- TEXTE FOURNI:
○ ○ ○

Mais dans le monde réel, les gens de terrain, qui ne peuvent se payer de mots ou de paraphes, soignent les gens, sans trop se préoccuper des Autorités de l’autre monde. Ainsi la Provence titre : « Malgré l’interdiction Coronavirus : l’explosion des prescriptions de l’hydroxychloroquine » et explique : « Malgré la polémique et les alertes, la prescription de la bithérapie de l’IHU associant azithromycine et hydroxychloroquine a été largement suivie en ville. Un bond de 7 000 % fin mars avec 10 000 patients ».
Deux systèmes de production
Il y a énormément d’articles en ce moment sur Internet sur l’après-covid. La situation inspire tout le monde. Les contributions se chevauchent de manière assez répétitive, du fait, sans doute, que les mêmes événements engendrent les mêmes réflexions, et que beaucoup de questions demeurent sans réponse. Mais parfois on trouve un joyau qui donne corps à ce qu’on pressent, et j’ai eu la chance d’en trouver deux, coup sur coup.

○ ○ ○

Données d'ancrage d'objets en langage naturel:

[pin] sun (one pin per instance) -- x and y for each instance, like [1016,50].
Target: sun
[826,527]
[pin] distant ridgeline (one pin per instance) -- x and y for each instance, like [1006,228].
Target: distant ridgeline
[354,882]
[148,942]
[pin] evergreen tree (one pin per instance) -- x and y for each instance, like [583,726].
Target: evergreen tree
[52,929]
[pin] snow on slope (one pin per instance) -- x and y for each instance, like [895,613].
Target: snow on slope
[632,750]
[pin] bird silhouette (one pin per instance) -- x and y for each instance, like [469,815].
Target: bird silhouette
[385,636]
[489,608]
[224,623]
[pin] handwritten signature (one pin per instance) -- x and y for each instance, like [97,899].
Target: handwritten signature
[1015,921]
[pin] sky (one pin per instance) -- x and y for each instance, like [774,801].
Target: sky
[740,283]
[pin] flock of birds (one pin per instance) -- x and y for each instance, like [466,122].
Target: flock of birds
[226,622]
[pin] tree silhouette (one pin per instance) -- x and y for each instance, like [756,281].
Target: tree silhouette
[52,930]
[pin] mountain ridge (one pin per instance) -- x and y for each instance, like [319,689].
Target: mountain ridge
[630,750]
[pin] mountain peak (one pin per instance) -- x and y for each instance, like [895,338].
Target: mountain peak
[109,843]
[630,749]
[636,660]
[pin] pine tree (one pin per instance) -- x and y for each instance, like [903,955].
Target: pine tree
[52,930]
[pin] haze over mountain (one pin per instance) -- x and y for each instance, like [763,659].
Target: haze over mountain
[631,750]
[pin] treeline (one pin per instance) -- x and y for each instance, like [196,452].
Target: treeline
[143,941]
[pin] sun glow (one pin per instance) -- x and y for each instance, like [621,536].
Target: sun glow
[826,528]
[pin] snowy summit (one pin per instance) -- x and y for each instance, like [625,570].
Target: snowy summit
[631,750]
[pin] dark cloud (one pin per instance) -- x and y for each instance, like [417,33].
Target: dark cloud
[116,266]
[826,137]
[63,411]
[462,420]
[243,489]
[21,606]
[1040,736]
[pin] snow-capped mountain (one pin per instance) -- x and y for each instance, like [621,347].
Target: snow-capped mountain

○ ○ ○

- CONSIGNES:
**A.** Recopiez sans rien changer tout ce qui va, dans le texte fourni, de « Deux systèmes de » jusqu'à « coup sur coup. ».
**B.** D'après le texte fourni, de quel pourcentage la prescription de la bithérapie a-t-elle bondi fin mars ?

- RÉPONSES PAR CONSIGNE:
**A.**
Deux systèmes de production
Il y a énormément d’articles en ce moment sur Internet sur l’après-covid. La situation inspire tout le monde. Les contributions se chevauchent de manière assez répétitive, du fait, sans doute, que les mêmes événements engendrent les mêmes réflexions, et que beaucoup de questions demeurent sans réponse. Mais parfois on trouve un joyau qui donne corps à ce qu’on pressent, et j’ai eu la chance d’en trouver deux, coup sur coup.

**B.** Elle a bondi de 7 000 %.